> SET EXERCISE:
Reproduce every line of the listing below word for word, leaving nothing out.

"""

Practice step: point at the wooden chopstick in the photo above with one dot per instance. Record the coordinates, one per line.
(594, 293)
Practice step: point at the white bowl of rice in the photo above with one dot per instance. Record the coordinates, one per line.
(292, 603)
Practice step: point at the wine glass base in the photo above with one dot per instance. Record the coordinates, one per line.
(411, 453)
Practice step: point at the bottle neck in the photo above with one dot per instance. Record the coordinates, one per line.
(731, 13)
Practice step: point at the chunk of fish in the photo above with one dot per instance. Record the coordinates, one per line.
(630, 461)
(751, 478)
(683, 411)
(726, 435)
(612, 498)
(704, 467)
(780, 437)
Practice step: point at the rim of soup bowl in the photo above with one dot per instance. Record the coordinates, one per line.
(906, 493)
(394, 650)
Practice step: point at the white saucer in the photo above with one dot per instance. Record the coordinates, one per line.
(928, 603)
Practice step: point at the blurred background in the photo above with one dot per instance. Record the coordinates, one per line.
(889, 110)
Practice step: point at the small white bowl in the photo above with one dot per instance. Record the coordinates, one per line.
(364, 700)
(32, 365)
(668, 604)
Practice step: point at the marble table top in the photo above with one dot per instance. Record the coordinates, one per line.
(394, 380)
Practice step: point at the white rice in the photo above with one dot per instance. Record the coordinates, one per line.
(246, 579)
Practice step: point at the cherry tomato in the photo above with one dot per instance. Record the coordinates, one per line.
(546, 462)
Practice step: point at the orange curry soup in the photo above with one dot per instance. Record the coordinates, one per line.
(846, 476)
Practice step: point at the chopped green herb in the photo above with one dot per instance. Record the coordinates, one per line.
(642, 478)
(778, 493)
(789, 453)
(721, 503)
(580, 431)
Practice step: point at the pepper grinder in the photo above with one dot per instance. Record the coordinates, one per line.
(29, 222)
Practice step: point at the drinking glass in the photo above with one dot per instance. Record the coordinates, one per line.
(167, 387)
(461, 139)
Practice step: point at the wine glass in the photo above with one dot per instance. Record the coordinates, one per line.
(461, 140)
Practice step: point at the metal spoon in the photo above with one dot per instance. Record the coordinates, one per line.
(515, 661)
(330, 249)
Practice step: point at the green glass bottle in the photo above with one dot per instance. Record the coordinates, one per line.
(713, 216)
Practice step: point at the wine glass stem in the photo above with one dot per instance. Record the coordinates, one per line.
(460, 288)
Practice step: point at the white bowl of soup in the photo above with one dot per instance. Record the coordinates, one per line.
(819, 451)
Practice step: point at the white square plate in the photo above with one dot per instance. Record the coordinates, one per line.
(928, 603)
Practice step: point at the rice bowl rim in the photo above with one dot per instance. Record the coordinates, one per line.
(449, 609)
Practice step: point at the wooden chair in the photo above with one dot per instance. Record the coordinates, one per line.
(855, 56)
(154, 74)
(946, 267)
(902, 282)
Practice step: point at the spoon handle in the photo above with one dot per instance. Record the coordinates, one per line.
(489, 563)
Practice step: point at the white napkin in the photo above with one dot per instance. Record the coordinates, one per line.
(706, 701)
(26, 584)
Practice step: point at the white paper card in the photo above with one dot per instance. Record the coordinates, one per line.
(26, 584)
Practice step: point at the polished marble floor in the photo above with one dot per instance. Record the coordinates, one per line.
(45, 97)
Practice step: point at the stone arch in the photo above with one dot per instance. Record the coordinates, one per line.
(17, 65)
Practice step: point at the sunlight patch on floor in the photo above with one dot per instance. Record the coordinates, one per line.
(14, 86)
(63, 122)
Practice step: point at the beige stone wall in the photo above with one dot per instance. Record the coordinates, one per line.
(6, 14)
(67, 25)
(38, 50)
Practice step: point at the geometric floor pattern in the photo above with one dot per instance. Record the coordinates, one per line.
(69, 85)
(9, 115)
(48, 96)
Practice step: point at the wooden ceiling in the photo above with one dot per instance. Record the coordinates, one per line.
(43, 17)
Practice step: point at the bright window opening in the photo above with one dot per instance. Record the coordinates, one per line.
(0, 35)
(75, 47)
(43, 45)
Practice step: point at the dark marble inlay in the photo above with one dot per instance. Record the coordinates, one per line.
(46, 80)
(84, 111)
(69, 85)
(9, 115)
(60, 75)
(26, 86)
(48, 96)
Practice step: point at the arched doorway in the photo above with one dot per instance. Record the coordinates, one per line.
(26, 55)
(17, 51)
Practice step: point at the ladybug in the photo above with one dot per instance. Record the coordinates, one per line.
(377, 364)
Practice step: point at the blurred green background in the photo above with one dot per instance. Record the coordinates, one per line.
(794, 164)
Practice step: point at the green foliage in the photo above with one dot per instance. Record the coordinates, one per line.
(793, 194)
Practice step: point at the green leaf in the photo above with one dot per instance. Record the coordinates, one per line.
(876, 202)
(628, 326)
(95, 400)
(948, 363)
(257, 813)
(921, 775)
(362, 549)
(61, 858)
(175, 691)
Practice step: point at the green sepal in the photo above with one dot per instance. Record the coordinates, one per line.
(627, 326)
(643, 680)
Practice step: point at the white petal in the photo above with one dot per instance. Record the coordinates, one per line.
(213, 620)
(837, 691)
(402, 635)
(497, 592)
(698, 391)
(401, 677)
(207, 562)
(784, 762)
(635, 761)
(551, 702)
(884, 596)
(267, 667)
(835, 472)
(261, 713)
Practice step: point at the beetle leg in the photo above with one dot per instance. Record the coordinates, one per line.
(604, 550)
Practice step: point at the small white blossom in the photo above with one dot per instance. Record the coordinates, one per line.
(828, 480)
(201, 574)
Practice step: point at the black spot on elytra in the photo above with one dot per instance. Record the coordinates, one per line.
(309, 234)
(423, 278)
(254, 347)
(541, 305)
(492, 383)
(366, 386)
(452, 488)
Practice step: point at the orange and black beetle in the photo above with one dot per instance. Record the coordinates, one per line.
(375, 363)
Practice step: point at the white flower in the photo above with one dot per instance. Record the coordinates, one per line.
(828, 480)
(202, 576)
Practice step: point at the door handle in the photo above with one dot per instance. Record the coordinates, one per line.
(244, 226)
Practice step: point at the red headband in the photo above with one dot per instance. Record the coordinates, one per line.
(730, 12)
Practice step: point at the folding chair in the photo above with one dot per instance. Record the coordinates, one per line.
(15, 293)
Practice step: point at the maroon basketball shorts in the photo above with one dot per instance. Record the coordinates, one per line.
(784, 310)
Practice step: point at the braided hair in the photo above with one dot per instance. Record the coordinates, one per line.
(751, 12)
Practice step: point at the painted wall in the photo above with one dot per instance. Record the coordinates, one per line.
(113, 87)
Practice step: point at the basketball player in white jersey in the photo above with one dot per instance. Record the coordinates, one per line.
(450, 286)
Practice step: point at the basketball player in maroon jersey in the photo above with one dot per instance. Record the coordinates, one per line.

"""

> FULL ANSWER:
Practice step: point at the wooden chopstick in the photo above with one dot per instance. Record the coordinates, one per line.
(594, 293)
Practice step: point at the white bowl of rice in the photo above with one dot per instance. Record the coordinates, one per line.
(292, 603)
Practice step: point at the wine glass base in the photo above with one dot per instance. Record the coordinates, one per line.
(411, 453)
Practice step: point at the bottle neck in the photo above with one dot per instance. Record the coordinates, one per line.
(731, 13)
Practice step: point at the chunk of fish in the photo above with one dot per instance. Record the coordinates, one per line.
(630, 461)
(751, 478)
(683, 411)
(726, 435)
(612, 498)
(704, 467)
(780, 437)
Practice step: point at the rim of soup bowl in the photo above with one dot per instance. Record the coordinates, one per line.
(906, 493)
(394, 650)
Practice step: point at the white saucer in the photo above with one dot per instance. Record the coordinates, one per line.
(928, 603)
Practice step: point at the blurred background in the photo above with one dot per instance. Record the coordinates, one per line.
(889, 110)
Practice step: point at the small white bowl in the photo above with one dot per instance. Record the coordinates, one per line.
(364, 700)
(32, 365)
(668, 604)
Practice step: point at the marble table top in the photo above with one dot per instance. Record the coordinates, one per line.
(394, 380)
Practice step: point at the white rice in the photo above with one dot per instance. Record the coordinates, one per line.
(246, 579)
Practice step: point at the cherry tomato in the photo above with one dot per instance. Record the coordinates, one per line.
(546, 462)
Practice step: point at the orange curry soup in the photo above with one dot per instance. Record the coordinates, one per line.
(846, 476)
Practice step: point at the chopped green herb in the photo above with one dot per instance. Record the coordinates, one per line.
(642, 478)
(778, 493)
(789, 453)
(721, 503)
(580, 431)
Practice step: point at the pepper grinder in the photo above with one dot per instance. Record the coordinates, one per line.
(29, 222)
Practice step: point at the drinking glass in the photo above with one dot per instance. Record the coordinates, one per line.
(167, 387)
(461, 139)
Practice step: point at the wine glass in the photo above with one dot per instance. Record the coordinates, one per line.
(461, 140)
Practice step: point at the metal spoon in the photo above with one dot per instance. Record the coordinates, one per line.
(515, 661)
(330, 249)
Practice step: point at the green glass bottle in the photo above with one dot per instance. Record the coordinates, one per line.
(713, 216)
Practice step: point at the wine glass stem in the photo above with one dot per instance. Record the coordinates, one per line.
(460, 288)
Practice step: point at the white bowl of soup in the photo above with one dot per instance. Record the coordinates, one per line.
(819, 451)
Practice step: point at the white square plate in the photo above with one dot per instance. Record the coordinates, one per line.
(928, 603)
Practice step: point at the rice bowl rim in the photo above with one dot per instance. Record the coordinates, one per line.
(449, 609)
Practice step: point at the wooden chair in the photo above with one dot per instance. Record the coordinates, one per line.
(855, 56)
(154, 74)
(946, 267)
(902, 282)
Practice step: point at the spoon handle in the photo above with one dot per instance. Record the coordinates, one per line.
(489, 563)
Practice step: point at the white napkin in the photo above with one dot per instance. Record the coordinates, one per line.
(706, 701)
(26, 584)
Practice step: point at the white paper card in the photo above with one dot per instance. Record the coordinates, one per line.
(26, 584)
Practice step: point at the polished marble floor in the photo above with one dot per instance. Record the coordinates, one per line.
(45, 97)
Practice step: point at the stone arch in the photo above with one dot per instance. Record the coordinates, one per line.
(17, 65)
Practice step: point at the sunlight patch on floor in the photo above with one dot per instance. Record the coordinates, one per line.
(14, 86)
(63, 122)
Practice step: point at the beige stone wall in the photo above with one dot per instance. Record the coordinates, one per line.
(6, 14)
(67, 25)
(38, 50)
Practice step: point at the geometric floor pattern in the photo above with one dot per instance. Record the coordinates, one per line.
(69, 85)
(9, 115)
(48, 96)
Practice step: point at the wooden ceiling in the photo above with one dot per instance. Record the coordinates, one per line.
(43, 17)
Practice step: point at the bright window opening in the photo above with one dot per instance. Record the coordinates, one per line.
(0, 35)
(75, 47)
(43, 45)
Practice step: point at the dark marble inlay in the photo above with one dot per instance. Record the coordinates, one per line.
(46, 80)
(84, 111)
(69, 85)
(9, 115)
(60, 75)
(26, 86)
(48, 96)
Practice step: point at the arched doorway in the photo above with one dot per instance. Record the coordinates, one per line.
(26, 55)
(17, 51)
Practice step: point at the ladybug in the photo above with one dot per instance. Record the coordinates, one per line.
(377, 364)
Practice step: point at the blurred green background in the photo above with one dot per instance. Record the coordinates, one per line.
(794, 164)
Practice step: point at the green foliage in the photo above with one dot per instance. Record the coordinates, one per line.
(793, 194)
Practice step: point at the green leaf in the photo above with one dot per instance. Record the coordinates, one per line.
(876, 202)
(628, 326)
(95, 400)
(948, 363)
(257, 813)
(921, 775)
(362, 549)
(61, 858)
(175, 691)
Practice step: point at the green sepal in the photo above with one dot per instance. Record the coordinates, one per line.
(627, 326)
(643, 680)
Practice step: point at the white petal in the photo above with one dot per instance. Record the coordinates, one per line.
(213, 620)
(837, 691)
(402, 635)
(497, 592)
(698, 391)
(401, 677)
(207, 562)
(784, 762)
(635, 761)
(551, 702)
(884, 596)
(267, 667)
(835, 472)
(261, 713)
Practice step: point at the beetle leg in the photo above with one dot per instance. Record the coordinates, one per line.
(604, 550)
Practice step: point at the small white blossom in the photo above with one dot per instance. Record the coordinates, one per line.
(828, 480)
(201, 574)
Practice step: point at the black spot on elytra in the photo above with one dot per instance. Record the coordinates, one per line.
(309, 234)
(423, 278)
(254, 347)
(541, 305)
(492, 383)
(366, 386)
(452, 488)
Practice step: point at the orange and black beetle in the photo above with one dot per instance. Record the coordinates, one per line.
(375, 363)
Practice step: point at the white flower in the photo above with one dot per instance. Record the coordinates, one per line.
(828, 480)
(202, 576)
Practice step: point at the door handle in the photo above with one dot per instance. Record the coordinates, one per line.
(244, 226)
Practice step: point at the red headband in the photo above with one dot per instance. Record the coordinates, one per line.
(730, 12)
Practice step: point at the folding chair in the photo above with one dot per instance. Record the coordinates, one per line.
(15, 293)
Practice step: point at the maroon basketball shorts in the photo above with one dot per instance. Record the coordinates, one per line.
(784, 310)
Practice step: point at the braided hair in the photo above with one dot per instance. Record the coordinates, one per line.
(751, 12)
Practice step: point at the painted wall in the photo above with one dot per instance. Record the coordinates, one per line.
(113, 87)
Practice step: point at the basketball player in white jersey in the photo above with one dot per instance. Record the coordinates, one per line.
(450, 286)
Practice step: point at the basketball player in maroon jersey in the photo above with one dot per instance. Record the coordinates, one per line.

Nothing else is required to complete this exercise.